◆ ASSIGNMENT:
Every line of the data needs to be returned exactly.

^^^^

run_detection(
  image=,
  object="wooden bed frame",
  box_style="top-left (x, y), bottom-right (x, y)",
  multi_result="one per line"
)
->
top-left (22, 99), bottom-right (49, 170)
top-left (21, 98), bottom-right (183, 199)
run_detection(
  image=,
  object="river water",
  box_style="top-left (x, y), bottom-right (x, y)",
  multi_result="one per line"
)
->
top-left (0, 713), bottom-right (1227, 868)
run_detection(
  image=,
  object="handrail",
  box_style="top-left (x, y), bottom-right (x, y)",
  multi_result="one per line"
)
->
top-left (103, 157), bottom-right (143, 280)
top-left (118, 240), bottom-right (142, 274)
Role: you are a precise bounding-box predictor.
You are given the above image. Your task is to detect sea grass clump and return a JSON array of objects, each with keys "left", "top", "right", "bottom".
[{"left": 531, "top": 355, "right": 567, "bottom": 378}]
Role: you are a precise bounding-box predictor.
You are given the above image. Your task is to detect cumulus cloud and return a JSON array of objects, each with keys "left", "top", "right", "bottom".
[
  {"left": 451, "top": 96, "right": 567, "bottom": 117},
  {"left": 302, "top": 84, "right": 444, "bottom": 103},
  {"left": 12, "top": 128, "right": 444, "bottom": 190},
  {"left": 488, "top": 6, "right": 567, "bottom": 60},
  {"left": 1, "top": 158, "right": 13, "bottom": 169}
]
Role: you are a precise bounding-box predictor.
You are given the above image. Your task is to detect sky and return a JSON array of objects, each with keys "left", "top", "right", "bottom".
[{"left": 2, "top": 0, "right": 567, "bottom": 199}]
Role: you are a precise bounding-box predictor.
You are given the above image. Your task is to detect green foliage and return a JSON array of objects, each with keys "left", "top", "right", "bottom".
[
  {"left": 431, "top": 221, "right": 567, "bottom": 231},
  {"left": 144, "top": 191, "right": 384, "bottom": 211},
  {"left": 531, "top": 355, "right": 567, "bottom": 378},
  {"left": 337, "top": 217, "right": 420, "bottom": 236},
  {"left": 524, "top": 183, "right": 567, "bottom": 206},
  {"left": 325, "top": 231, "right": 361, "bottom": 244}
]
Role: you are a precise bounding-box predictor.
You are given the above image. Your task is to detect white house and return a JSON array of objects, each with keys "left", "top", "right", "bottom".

^^^^

◆ EXERCISE RESULT:
run_detection(
  image=,
  object="wooden bed frame",
  box_style="top-left (x, y), bottom-right (x, y)",
  multi_result="one per line"
)
->
top-left (22, 99), bottom-right (49, 170)
top-left (21, 98), bottom-right (183, 199)
run_detection(
  image=,
  object="river water",
  box_style="top-left (x, y), bottom-right (x, y)",
  multi_result="one per line"
)
->
top-left (0, 713), bottom-right (1227, 868)
run_detection(
  image=,
  object="handrail",
  box_style="top-left (x, y), bottom-right (x, y)",
  multi_result="one per line"
)
->
top-left (103, 157), bottom-right (143, 280)
top-left (118, 240), bottom-right (142, 274)
Role: you are a precise bounding-box predictor.
You are given the above image. Your task is to detect sea grass clump and return a JSON array of objects, each with keys "left", "top", "right", "bottom".
[{"left": 531, "top": 355, "right": 567, "bottom": 378}]
Role: you are a precise bounding-box predictor.
You are given the above image. Your task is to detect cumulus cloud and return a JSON array of objects, each with keys "left", "top", "right", "bottom".
[
  {"left": 451, "top": 96, "right": 567, "bottom": 117},
  {"left": 302, "top": 84, "right": 444, "bottom": 103},
  {"left": 12, "top": 128, "right": 444, "bottom": 190},
  {"left": 488, "top": 6, "right": 567, "bottom": 60},
  {"left": 1, "top": 158, "right": 13, "bottom": 169}
]
Role: you are a precise bounding-box predictor.
You are given the above image. Your task is to detect sky and return a JSON array of objects, each with keys "left", "top", "right", "bottom".
[{"left": 2, "top": 0, "right": 567, "bottom": 199}]
Role: you are a precise bounding-box predictor.
You are given the above image. Your task is to detect green foliage and return a JSON array of objects, each with keys "left", "top", "right", "bottom".
[
  {"left": 431, "top": 221, "right": 567, "bottom": 231},
  {"left": 144, "top": 191, "right": 384, "bottom": 211},
  {"left": 531, "top": 355, "right": 567, "bottom": 378},
  {"left": 337, "top": 217, "right": 420, "bottom": 236},
  {"left": 524, "top": 183, "right": 567, "bottom": 206},
  {"left": 325, "top": 231, "right": 361, "bottom": 244}
]
Role: you are a precise bounding-box predictor.
You are given the above image. Your task is to detect white house and return a JSON array of objects, each with keys "left", "top", "right", "bottom".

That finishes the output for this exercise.